Location identification items:
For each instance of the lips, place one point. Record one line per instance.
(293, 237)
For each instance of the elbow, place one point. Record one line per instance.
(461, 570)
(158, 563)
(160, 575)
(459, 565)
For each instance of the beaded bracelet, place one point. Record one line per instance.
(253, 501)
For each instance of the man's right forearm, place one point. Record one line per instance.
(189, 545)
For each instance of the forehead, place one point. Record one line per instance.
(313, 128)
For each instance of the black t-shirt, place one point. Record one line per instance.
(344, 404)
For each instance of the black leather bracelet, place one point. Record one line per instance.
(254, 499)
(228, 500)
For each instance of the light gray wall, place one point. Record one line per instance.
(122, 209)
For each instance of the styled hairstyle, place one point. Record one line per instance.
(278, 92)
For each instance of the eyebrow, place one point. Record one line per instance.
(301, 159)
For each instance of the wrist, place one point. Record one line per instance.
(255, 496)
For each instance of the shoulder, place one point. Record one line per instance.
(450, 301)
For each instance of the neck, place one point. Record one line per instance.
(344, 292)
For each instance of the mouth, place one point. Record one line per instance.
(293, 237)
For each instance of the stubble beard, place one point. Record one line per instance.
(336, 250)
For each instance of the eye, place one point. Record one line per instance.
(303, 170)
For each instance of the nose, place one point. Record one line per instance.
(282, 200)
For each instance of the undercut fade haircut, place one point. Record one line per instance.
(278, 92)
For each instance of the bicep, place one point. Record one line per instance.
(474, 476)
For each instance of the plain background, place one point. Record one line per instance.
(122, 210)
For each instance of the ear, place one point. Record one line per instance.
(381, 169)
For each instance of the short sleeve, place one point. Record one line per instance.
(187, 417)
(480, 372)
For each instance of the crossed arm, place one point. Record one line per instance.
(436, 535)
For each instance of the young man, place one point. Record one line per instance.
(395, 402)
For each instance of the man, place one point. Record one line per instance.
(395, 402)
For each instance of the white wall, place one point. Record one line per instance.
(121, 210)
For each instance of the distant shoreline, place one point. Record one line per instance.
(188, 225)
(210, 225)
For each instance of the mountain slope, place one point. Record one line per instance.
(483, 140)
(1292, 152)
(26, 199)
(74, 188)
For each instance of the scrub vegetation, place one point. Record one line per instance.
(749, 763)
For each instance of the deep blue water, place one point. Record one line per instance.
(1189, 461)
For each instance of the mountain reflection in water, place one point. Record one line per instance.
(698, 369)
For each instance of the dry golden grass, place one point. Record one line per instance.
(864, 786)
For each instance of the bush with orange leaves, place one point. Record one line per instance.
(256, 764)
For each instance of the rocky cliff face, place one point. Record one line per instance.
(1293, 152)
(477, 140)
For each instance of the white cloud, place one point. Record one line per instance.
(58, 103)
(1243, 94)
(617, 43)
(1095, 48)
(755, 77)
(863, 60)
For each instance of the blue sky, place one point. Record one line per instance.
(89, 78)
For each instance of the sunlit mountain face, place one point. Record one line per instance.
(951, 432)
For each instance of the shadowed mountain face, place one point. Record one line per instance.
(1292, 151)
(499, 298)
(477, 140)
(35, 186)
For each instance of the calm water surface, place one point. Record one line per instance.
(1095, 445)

SET EXERCISE: Write out the full listing, keeping every line exactly as it is.

EXERCISE OUTPUT:
For each instance of the lips, place one point. Record one line per instance.
(293, 237)
For each instance of the elbow, place one point. Record one line per instance.
(461, 570)
(158, 563)
(160, 575)
(459, 565)
For each instance of the beaded bracelet, place one point. Record one line per instance.
(253, 501)
For each instance of the man's right forearm, place one point. Record one line per instance.
(189, 545)
For each instance of the forehead, place one point. Record one line per instance.
(313, 128)
For each instance of the black t-shirt, place one point. Record one line per instance.
(344, 404)
For each instance of the black leather bracelet, place one point. Record one line per instance.
(254, 499)
(228, 500)
For each instance of the light gray wall, place one point. Record one line per instance.
(122, 209)
For each instance of the styled hairstyle, place one point. Record one line per instance.
(278, 92)
For each instance of the eyebrow, place one point. Record one line per instance.
(301, 159)
For each instance of the wrist, place one point. Record one line per instance.
(255, 496)
For each instance of the shoulder, place one point. Record one line per instance.
(450, 301)
For each instance of the neck, place one point. Record one line per instance.
(344, 292)
For each instance of the mouth, place one point. Record one line per instance.
(293, 237)
For each instance of the stubble beard, place one point. Record one line per instance.
(336, 250)
For each instance of the eye, place one point. Record one line per instance.
(303, 170)
For each instance of the nose, place one point. Record one line per instance.
(282, 200)
For each instance of the undercut fade haircut, place one point. Record one line per instance.
(278, 92)
For each instance of the bicep, place one point. Record one line per instance.
(474, 476)
For each instance of the plain background, place one point. Record one line per instance.
(122, 210)
For each instance of the ear, place one point. Record one line per instance.
(381, 169)
For each instance of the short sleeve, place one point. Record one line per instance.
(187, 417)
(480, 372)
For each instance of the crossed arm, place one point. Record one line per instance.
(436, 535)
For each instance of the young man, place one point. Record one line per instance.
(395, 402)
For each instance of the man, place one point. Record one line per instance.
(395, 402)
For each instance of the white wall, place one point. Record one line per instance.
(121, 210)
For each instance of the distant shoreline, place one point. Record one line per instance.
(188, 225)
(210, 225)
For each instance of the mountain slope, place one point. Record one line per instance.
(483, 140)
(1292, 152)
(26, 199)
(74, 188)
For each instance of the scrub vegetation, place one point. Record one line per instance.
(749, 763)
For each instance of the deep blue water, place one point. Record one line per instance.
(1189, 461)
For each instance of the mountain reflection in water, place one point. Record one line per instance.
(698, 369)
For each instance of the dry golden grass, place one point. Record one line per instance.
(864, 786)
For each instance of the bush with orange leaves, place one point. Record one line per instance.
(256, 764)
For each instance of the rocky cliff face, place one point. Record one line per instance.
(1293, 152)
(477, 140)
For each instance of the white cloud, place one point. Record one line per instance.
(58, 103)
(1243, 94)
(617, 43)
(1095, 48)
(755, 77)
(863, 60)
For each instance of the blue sky, place one point. Record one line per instance.
(89, 78)
For each instance of the sunlit mountain face, place one point. Record one line per instance.
(951, 432)
For each instance of the shadowed mountain face, place one point. Record one line per instance.
(1292, 151)
(499, 298)
(477, 140)
(35, 186)
For each instance of the calm water surface, place one point. Record one line per instance.
(1095, 445)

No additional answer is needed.